[Dataset entries]
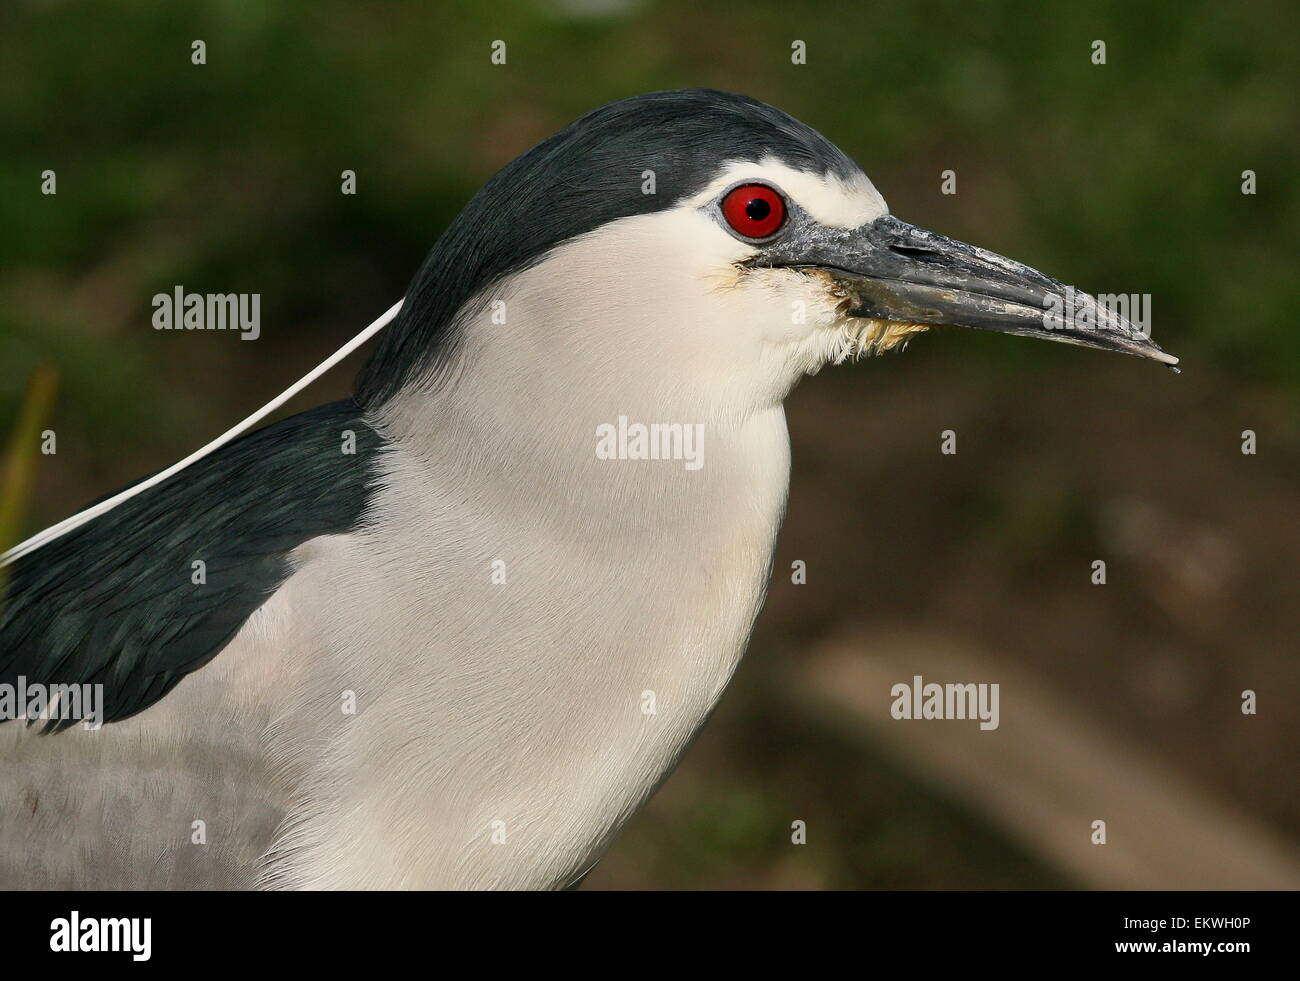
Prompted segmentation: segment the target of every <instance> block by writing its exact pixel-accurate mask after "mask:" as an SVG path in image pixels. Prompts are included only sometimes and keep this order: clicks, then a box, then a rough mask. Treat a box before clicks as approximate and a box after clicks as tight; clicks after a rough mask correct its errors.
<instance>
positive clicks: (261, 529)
mask: <svg viewBox="0 0 1300 981" xmlns="http://www.w3.org/2000/svg"><path fill="white" fill-rule="evenodd" d="M764 155H774V156H776V157H777V159H780V160H783V161H784V162H787V164H789V165H790V166H793V168H797V169H801V170H815V172H819V173H824V172H831V173H837V174H840V175H844V177H849V175H852V174H854V173H855V172H857V166H855V165H854V164H853V162H852V161H850V160H848V157H845V156H844V155H842V153H841V152H840V151H839V149H837V148H836V147H835V146H833V144H832V143H829V142H828V140H826V139H824V138H823V136H820V135H819V134H818V133H815V131H814V130H811V129H810V127H807V126H805V125H803V123H801V122H798V121H797V120H794V118H792V117H789V116H787V114H785V113H783V112H780V110H777V109H774V108H772V107H770V105H766V104H763V103H759V101H757V100H754V99H748V97H745V96H740V95H731V94H728V92H718V91H711V90H685V91H676V92H654V94H650V95H643V96H637V97H634V99H625V100H623V101H617V103H612V104H610V105H606V107H603V108H601V109H597V110H594V112H591V113H589V114H588V116H584V117H582V118H581V120H577V121H576V122H573V123H571V125H569V126H565V127H564V129H563V130H560V131H559V133H558V134H555V135H554V136H551V138H550V139H547V140H545V142H543V143H541V144H538V146H536V147H533V148H532V149H530V151H528V152H526V153H524V155H523V156H520V157H517V159H516V160H515V161H512V162H511V164H508V165H507V166H506V168H504V169H502V170H500V172H499V173H498V174H497V175H495V177H493V178H491V179H490V181H489V182H487V183H486V185H485V186H484V188H482V190H481V191H480V192H478V194H477V195H476V196H474V197H473V200H471V201H469V204H468V205H467V207H465V209H464V210H463V212H461V213H460V214H459V216H458V217H456V218H455V221H452V223H451V225H450V226H448V227H447V230H446V233H445V234H443V235H442V236H441V238H439V239H438V242H437V243H435V244H434V247H433V249H432V251H430V252H429V255H428V257H426V259H425V261H424V265H422V266H421V268H420V272H419V273H417V274H416V277H415V279H413V282H412V285H411V288H409V290H408V292H407V298H406V303H404V305H403V308H402V312H400V314H399V316H398V318H396V320H395V321H394V322H393V324H390V325H389V326H387V329H386V330H385V331H383V333H382V334H381V337H380V343H378V347H377V348H376V352H374V355H373V356H372V357H370V360H369V361H368V363H367V365H365V368H364V369H363V370H361V373H360V376H359V378H357V385H356V400H355V401H354V400H347V401H341V403H334V404H331V405H324V407H321V408H317V409H313V411H311V412H304V413H302V414H299V416H294V417H291V418H287V420H283V421H282V422H277V424H274V425H272V426H268V427H265V429H261V430H257V431H255V433H251V434H248V435H246V437H243V438H240V439H238V440H235V442H233V443H230V444H229V446H226V447H224V448H221V450H220V451H217V452H214V453H212V455H211V456H207V457H204V459H203V460H200V461H198V463H195V464H192V465H191V466H188V468H187V469H185V470H182V472H181V473H179V474H177V476H175V477H172V478H170V479H168V481H166V482H164V483H161V485H160V486H157V487H153V489H149V490H148V491H146V492H143V494H140V495H138V496H135V498H131V499H130V500H127V502H125V503H123V504H120V505H118V507H116V508H114V509H112V511H109V512H108V513H105V515H101V516H100V517H98V518H95V520H94V521H90V522H87V524H86V525H82V526H81V528H78V529H77V530H74V531H70V533H68V534H65V535H62V537H61V538H57V539H55V541H53V542H51V543H49V544H45V546H43V547H40V548H38V550H36V551H34V552H31V554H29V555H27V556H25V557H22V559H19V560H18V561H17V563H16V564H14V565H13V567H12V568H10V569H9V572H10V577H9V586H8V595H6V600H5V603H4V605H3V607H0V683H10V685H14V683H17V678H18V677H19V676H22V677H23V678H26V682H27V683H29V685H31V683H44V685H81V683H103V685H104V698H105V704H104V709H105V712H104V719H105V721H113V720H118V719H125V717H127V716H130V715H134V713H135V712H139V711H142V709H144V708H147V707H148V706H151V704H153V703H155V702H157V700H159V699H160V698H162V696H164V695H166V694H168V693H169V691H170V690H172V689H173V687H174V686H175V685H177V683H178V682H179V681H181V680H182V678H183V677H185V676H186V674H187V673H190V672H192V670H196V669H198V668H201V667H203V665H204V664H207V663H208V661H209V660H211V659H212V657H213V656H216V655H217V654H218V652H220V651H221V650H222V648H224V647H225V646H226V644H227V643H229V642H230V639H231V638H233V637H234V635H235V634H237V633H238V630H239V628H240V626H242V625H243V624H244V621H246V620H247V618H248V616H250V615H252V612H253V611H256V609H257V608H259V607H260V605H261V604H263V603H265V602H266V599H268V598H269V596H270V595H272V594H273V592H274V591H276V590H277V589H278V587H279V585H281V583H282V582H283V581H285V580H286V578H287V576H289V574H290V572H291V569H290V563H289V552H290V551H291V550H292V548H295V547H296V546H299V544H302V543H303V542H305V541H308V539H311V538H315V537H317V535H322V534H338V533H344V531H348V530H351V529H355V528H356V526H357V525H359V522H360V521H361V520H363V517H364V511H365V507H367V502H368V499H369V496H370V492H372V490H373V485H374V481H376V477H374V473H373V469H374V468H373V464H374V457H376V453H377V452H378V450H380V448H381V444H382V438H381V437H380V435H378V434H377V433H374V431H373V430H372V429H370V426H369V425H368V424H367V422H365V421H364V418H363V416H361V412H363V409H369V408H373V407H376V405H378V404H381V403H382V401H385V400H386V399H389V398H391V396H393V395H394V394H395V392H398V391H400V390H402V389H403V387H406V386H407V385H409V383H412V382H413V381H417V379H420V378H421V377H422V376H424V374H426V373H428V372H430V370H433V369H434V368H435V365H437V364H438V361H439V359H442V357H445V356H446V355H447V353H448V352H450V351H451V350H452V347H454V344H455V340H456V338H455V337H454V331H452V330H451V326H452V322H454V318H455V314H456V312H458V311H459V309H460V308H461V307H463V305H464V304H465V303H467V301H468V300H469V299H471V298H472V296H474V295H476V294H478V292H480V291H482V290H485V288H487V287H490V286H491V285H494V283H495V282H498V281H500V279H502V278H503V277H506V275H508V274H511V273H515V272H519V270H521V269H524V268H526V266H529V265H532V264H534V262H537V261H539V260H541V259H542V257H545V255H546V252H547V251H550V249H551V248H554V247H555V246H558V244H560V243H562V242H565V240H568V239H571V238H573V236H576V235H580V234H582V233H586V231H590V230H593V229H597V227H599V226H601V225H604V223H606V222H610V221H614V220H615V218H620V217H625V216H632V214H642V213H647V212H654V210H660V209H664V208H671V207H673V205H675V204H676V203H677V201H680V200H681V199H684V197H688V196H690V195H693V194H695V192H697V191H698V190H701V188H702V187H703V186H705V185H706V183H707V182H708V181H710V179H711V178H712V177H714V174H716V173H718V169H719V168H720V166H722V164H723V162H724V161H728V160H755V161H757V160H759V159H762V157H763V156H764ZM646 170H653V172H654V174H655V186H656V187H655V194H643V192H642V182H643V179H645V178H643V174H645V172H646ZM347 429H351V430H352V431H354V433H355V434H356V452H355V455H344V453H342V452H341V446H342V434H343V430H347ZM196 560H201V561H203V563H204V564H205V567H207V570H205V573H207V583H205V585H195V583H194V582H192V581H191V569H192V565H191V564H192V563H194V561H196ZM69 724H70V721H68V722H64V724H61V725H57V726H53V728H64V726H65V725H69Z"/></svg>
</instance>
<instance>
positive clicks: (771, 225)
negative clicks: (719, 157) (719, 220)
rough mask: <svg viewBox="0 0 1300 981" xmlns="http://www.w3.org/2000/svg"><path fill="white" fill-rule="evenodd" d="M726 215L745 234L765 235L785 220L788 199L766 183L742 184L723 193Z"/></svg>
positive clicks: (775, 227) (771, 233)
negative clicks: (723, 195) (754, 183)
mask: <svg viewBox="0 0 1300 981" xmlns="http://www.w3.org/2000/svg"><path fill="white" fill-rule="evenodd" d="M723 217H724V218H727V223H728V225H731V226H732V227H733V229H736V231H738V233H740V234H741V235H744V236H745V238H751V239H766V238H767V236H768V235H771V234H772V233H775V231H776V230H777V229H779V227H781V223H783V222H784V221H785V201H784V200H781V195H779V194H777V192H776V191H774V190H772V188H771V187H768V186H767V185H741V186H740V187H737V188H735V190H732V191H728V192H727V196H725V197H723Z"/></svg>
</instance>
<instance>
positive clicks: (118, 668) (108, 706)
mask: <svg viewBox="0 0 1300 981" xmlns="http://www.w3.org/2000/svg"><path fill="white" fill-rule="evenodd" d="M348 431H350V433H352V434H354V437H352V439H354V442H355V452H346V451H347V448H348V437H347V434H348ZM382 442H383V440H382V437H380V435H378V434H377V433H376V431H374V430H373V429H370V426H369V425H368V424H367V422H365V420H364V418H363V417H361V411H360V408H359V407H357V405H356V403H354V401H352V400H351V399H347V400H344V401H337V403H331V404H329V405H321V407H320V408H316V409H311V411H309V412H304V413H302V414H298V416H292V417H290V418H286V420H282V421H281V422H276V424H273V425H270V426H266V427H265V429H260V430H256V431H255V433H250V434H248V435H244V437H242V438H239V439H237V440H234V442H233V443H230V444H227V446H225V447H222V448H221V450H218V451H216V452H213V453H211V455H209V456H207V457H204V459H203V460H199V461H198V463H195V464H192V465H190V466H188V468H186V469H185V470H182V472H181V473H178V474H175V476H174V477H172V478H169V479H168V481H164V482H162V483H160V485H159V486H157V487H152V489H149V490H147V491H144V492H142V494H139V495H138V496H135V498H131V499H130V500H126V502H123V503H122V504H118V505H117V507H116V508H113V509H112V511H109V512H108V513H105V515H100V516H99V517H96V518H94V520H92V521H90V522H87V524H86V525H82V526H81V528H78V529H75V530H73V531H70V533H68V534H65V535H62V537H61V538H57V539H55V541H53V542H51V543H49V544H45V546H43V547H40V548H38V550H36V551H34V552H31V554H29V555H26V556H23V557H22V559H18V560H17V561H16V563H14V564H13V565H12V567H9V569H8V572H9V586H8V594H6V598H5V600H4V603H3V605H0V685H4V683H9V685H16V683H17V678H18V677H19V676H22V677H23V678H25V680H26V683H27V685H32V683H36V682H39V683H43V685H83V683H91V685H95V683H103V685H104V721H114V720H118V719H125V717H127V716H130V715H134V713H135V712H139V711H142V709H144V708H147V707H148V706H151V704H153V703H155V702H157V700H159V699H160V698H162V696H164V695H166V694H168V691H170V690H172V689H173V687H174V686H175V685H177V683H178V682H179V681H181V678H183V677H185V676H186V674H187V673H190V672H192V670H196V669H198V668H201V667H203V665H204V664H207V663H208V661H209V660H212V657H214V656H216V655H217V654H218V652H220V651H221V650H222V648H224V647H225V646H226V644H227V643H229V642H230V639H231V638H233V637H234V635H235V634H237V633H238V630H239V628H240V626H242V625H243V622H244V621H246V620H247V618H248V616H250V615H252V612H253V611H256V609H257V608H259V607H260V605H261V604H263V603H265V602H266V599H268V598H269V596H270V595H272V594H273V592H274V591H276V590H277V589H278V587H279V586H281V583H282V582H283V581H285V580H286V578H287V576H289V573H290V565H289V552H290V551H291V550H292V548H295V547H296V546H299V544H302V543H303V542H305V541H308V539H311V538H315V537H317V535H325V534H338V533H344V531H348V530H351V529H354V528H356V526H357V524H359V522H360V520H361V516H363V512H364V509H365V505H367V502H368V499H369V496H370V492H372V491H373V489H374V481H376V477H374V459H376V455H377V451H378V450H380V447H381V446H382ZM196 561H201V563H204V565H205V570H204V573H205V580H207V582H205V583H204V585H196V583H195V582H194V576H195V567H194V563H196ZM74 721H75V720H61V721H59V722H57V724H56V722H51V726H49V728H52V729H64V728H66V726H68V725H72V724H73V722H74Z"/></svg>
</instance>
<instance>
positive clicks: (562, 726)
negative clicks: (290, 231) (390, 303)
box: [0, 91, 1177, 887]
mask: <svg viewBox="0 0 1300 981" xmlns="http://www.w3.org/2000/svg"><path fill="white" fill-rule="evenodd" d="M1065 290H1066V287H1065V286H1062V285H1061V283H1060V282H1057V281H1054V279H1050V278H1048V277H1045V275H1043V274H1041V273H1037V272H1035V270H1032V269H1030V268H1027V266H1024V265H1021V264H1019V262H1014V261H1011V260H1009V259H1004V257H1001V256H998V255H995V253H992V252H985V251H983V249H979V248H974V247H971V246H967V244H963V243H959V242H954V240H952V239H948V238H944V236H941V235H936V234H933V233H930V231H923V230H920V229H915V227H913V226H910V225H906V223H905V222H902V221H898V220H897V218H894V217H892V216H891V214H889V213H888V210H887V208H885V203H884V200H883V199H881V197H880V195H879V194H878V192H876V190H875V187H872V186H871V182H870V181H867V178H866V175H865V174H863V173H862V170H859V169H858V166H857V165H854V162H853V161H852V160H849V159H848V157H846V156H845V155H844V153H841V152H840V151H839V149H837V148H836V147H835V146H832V144H831V143H829V142H827V140H826V139H824V138H823V136H820V135H819V134H816V133H814V131H813V130H811V129H809V127H807V126H805V125H802V123H801V122H798V121H796V120H793V118H790V117H789V116H787V114H785V113H781V112H779V110H777V109H774V108H771V107H768V105H764V104H762V103H758V101H754V100H753V99H746V97H742V96H736V95H727V94H723V92H714V91H681V92H659V94H654V95H646V96H641V97H636V99H628V100H624V101H619V103H614V104H611V105H607V107H604V108H602V109H598V110H595V112H593V113H590V114H589V116H585V117H584V118H581V120H578V121H577V122H575V123H572V125H569V126H567V127H565V129H563V130H562V131H560V133H558V134H555V135H554V136H551V138H550V139H547V140H546V142H545V143H542V144H539V146H537V147H534V148H533V149H530V151H528V152H526V153H524V155H523V156H520V157H519V159H517V160H515V161H513V162H511V164H510V165H508V166H506V168H504V169H503V170H502V172H500V173H499V174H497V175H495V177H494V178H493V179H491V181H489V182H487V185H486V186H485V187H484V188H482V190H481V191H480V192H478V194H477V195H476V196H474V197H473V200H472V201H471V203H469V204H468V205H467V207H465V209H464V210H463V212H461V213H460V216H459V217H458V218H456V220H455V221H454V222H452V223H451V226H450V227H448V229H447V231H446V233H445V234H443V235H442V238H441V239H439V240H438V243H437V244H435V246H434V247H433V251H432V252H430V253H429V256H428V259H426V261H425V262H424V266H422V268H421V269H420V272H419V274H417V275H416V278H415V281H413V283H412V285H411V288H409V291H408V292H407V296H406V300H404V304H403V305H402V308H400V313H399V314H398V316H396V317H395V320H394V321H393V322H391V325H389V326H387V327H386V329H385V330H383V331H382V333H381V335H380V338H381V339H380V343H378V348H377V350H376V352H374V355H373V357H370V360H369V363H368V364H367V366H365V368H364V370H363V372H361V374H360V378H359V381H357V385H356V394H355V396H354V398H352V399H347V400H344V401H338V403H334V404H330V405H322V407H320V408H317V409H313V411H311V412H304V413H302V414H298V416H294V417H291V418H287V420H283V421H281V422H277V424H274V425H270V426H266V427H265V429H260V430H257V431H252V433H250V434H246V435H243V437H242V438H239V439H235V440H233V442H229V443H227V444H225V446H222V447H220V448H218V450H216V451H213V452H209V453H207V455H204V456H201V459H199V460H196V461H194V463H190V464H188V465H186V466H183V468H181V469H179V472H178V473H173V474H172V476H168V477H166V478H165V479H157V481H153V482H149V483H146V485H142V486H143V490H140V491H139V492H131V491H127V492H126V494H123V495H121V499H117V500H110V502H109V503H108V505H105V507H100V508H98V509H92V511H88V512H86V513H83V515H82V516H79V517H74V518H73V520H70V521H69V522H65V524H64V525H60V526H55V529H51V530H49V531H47V533H44V534H43V535H38V537H36V538H35V539H31V541H30V542H29V543H25V544H23V546H19V547H18V548H16V550H13V551H12V552H10V554H8V556H6V557H8V560H9V563H10V568H9V572H10V573H12V574H10V586H9V594H8V600H6V603H5V607H4V611H3V615H0V616H3V620H0V683H3V685H6V686H9V689H10V691H16V690H17V687H18V686H19V685H21V686H25V687H26V689H30V687H31V686H42V685H86V683H90V685H96V683H98V685H103V695H104V703H103V716H104V719H105V721H107V725H104V726H103V728H101V729H98V730H95V729H91V730H88V729H86V728H85V726H82V725H66V726H62V725H59V726H52V725H49V724H40V721H39V719H38V720H36V721H38V724H36V725H21V724H16V725H9V726H4V728H0V747H3V750H0V759H3V760H4V761H3V767H0V799H3V800H4V802H5V804H4V807H5V815H4V820H3V822H0V885H4V886H72V887H78V886H105V887H122V886H156V887H178V886H253V885H260V886H273V887H330V886H338V887H365V886H378V887H385V886H387V887H391V886H396V887H403V886H416V887H419V886H454V887H461V886H464V887H474V886H502V887H554V886H564V885H569V884H572V882H573V881H576V880H577V878H578V877H580V876H581V874H582V873H584V872H585V871H586V869H588V868H589V867H590V865H591V864H593V863H594V861H595V860H597V858H598V856H599V855H601V854H602V851H603V850H604V848H606V847H607V846H608V845H610V842H611V839H612V838H614V835H615V834H616V833H617V830H619V829H620V828H621V826H623V825H624V822H627V820H628V819H629V817H630V816H632V815H633V813H636V811H637V808H638V807H640V806H641V804H642V803H643V802H645V800H646V799H647V798H649V796H650V794H653V793H654V790H655V787H656V786H659V784H660V782H662V781H663V780H664V777H666V776H667V774H668V773H669V771H671V769H672V768H673V765H675V764H676V761H677V759H679V756H680V755H681V754H682V751H684V750H685V747H686V746H688V745H689V743H690V741H692V738H693V737H694V735H695V733H697V732H698V730H699V728H701V725H702V724H703V721H705V720H706V719H707V717H708V713H710V712H711V711H712V708H714V706H715V704H716V702H718V698H719V695H720V694H722V691H723V689H724V687H725V685H727V682H728V680H729V678H731V676H732V673H733V672H735V669H736V665H737V663H738V661H740V657H741V654H742V651H744V650H745V644H746V641H748V638H749V634H750V629H751V626H753V624H754V618H755V616H757V615H758V611H759V607H761V604H762V600H763V592H764V587H766V583H767V578H768V573H770V568H771V561H772V551H774V543H775V541H776V534H777V529H779V528H780V524H781V516H783V511H784V505H785V496H787V485H788V472H789V444H788V438H787V431H785V416H784V412H783V399H784V398H785V396H787V395H788V394H789V391H790V390H792V389H793V386H794V385H796V382H797V381H798V379H800V378H801V377H802V376H805V374H809V373H813V372H816V370H818V369H819V368H822V366H823V365H824V364H827V363H835V361H841V360H844V359H848V357H853V356H857V355H861V353H868V352H879V351H887V350H889V348H893V347H897V346H900V344H902V343H904V342H906V340H907V339H909V338H910V337H911V335H913V334H914V333H917V331H920V330H924V329H926V327H928V326H932V325H965V326H972V327H980V329H987V330H998V331H1010V333H1015V334H1027V335H1032V337H1040V338H1049V339H1053V340H1067V342H1073V343H1079V344H1087V346H1091V347H1099V348H1106V350H1114V351H1125V352H1128V353H1135V355H1141V356H1145V357H1151V359H1154V360H1157V361H1162V363H1166V364H1174V363H1175V360H1177V359H1173V357H1170V356H1169V355H1165V353H1164V352H1161V351H1160V348H1157V347H1156V346H1154V344H1152V343H1151V340H1149V339H1147V338H1145V337H1143V335H1141V334H1140V333H1139V331H1136V330H1134V329H1132V327H1131V326H1130V325H1128V322H1127V321H1125V320H1123V318H1122V317H1118V316H1114V314H1112V313H1108V312H1106V311H1104V309H1101V308H1091V309H1092V311H1093V313H1095V314H1096V316H1095V317H1092V318H1091V322H1086V324H1083V325H1082V326H1080V325H1079V324H1076V322H1074V321H1070V322H1065V324H1049V322H1048V321H1047V320H1045V316H1044V312H1045V308H1047V307H1049V305H1050V303H1052V298H1061V296H1062V295H1063V292H1065ZM1079 301H1080V298H1074V303H1075V305H1076V304H1078V303H1079ZM1084 301H1086V303H1088V301H1087V300H1084ZM199 564H201V569H203V574H201V576H200V574H195V569H199V568H200V565H199ZM62 704H65V706H66V704H68V695H64V696H62ZM31 715H36V716H39V715H40V712H32V713H31ZM48 728H59V729H61V732H57V733H55V734H42V733H40V730H42V729H48Z"/></svg>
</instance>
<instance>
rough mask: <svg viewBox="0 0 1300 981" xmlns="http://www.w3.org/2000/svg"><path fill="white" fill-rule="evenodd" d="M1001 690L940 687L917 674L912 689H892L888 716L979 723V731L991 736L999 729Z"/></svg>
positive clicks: (987, 686)
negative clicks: (1000, 691)
mask: <svg viewBox="0 0 1300 981" xmlns="http://www.w3.org/2000/svg"><path fill="white" fill-rule="evenodd" d="M1000 689H1001V686H1000V685H998V683H997V682H993V683H992V685H988V683H983V682H982V683H979V685H976V683H972V682H967V683H956V685H954V683H948V685H939V683H936V682H933V681H923V680H922V677H920V676H919V674H915V676H913V680H911V685H907V683H906V682H898V683H897V685H894V686H893V687H892V689H889V694H891V695H893V699H894V700H893V704H892V706H891V707H889V715H892V716H893V717H894V719H978V720H979V728H980V729H983V730H984V732H988V730H991V729H997V725H998V717H1000V716H998V695H1000Z"/></svg>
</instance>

● WHAT THE EXERCISE ASKS
This exercise requires the number of lines in the entries holding the word "positive", written alone.

● RESPONSE AREA
6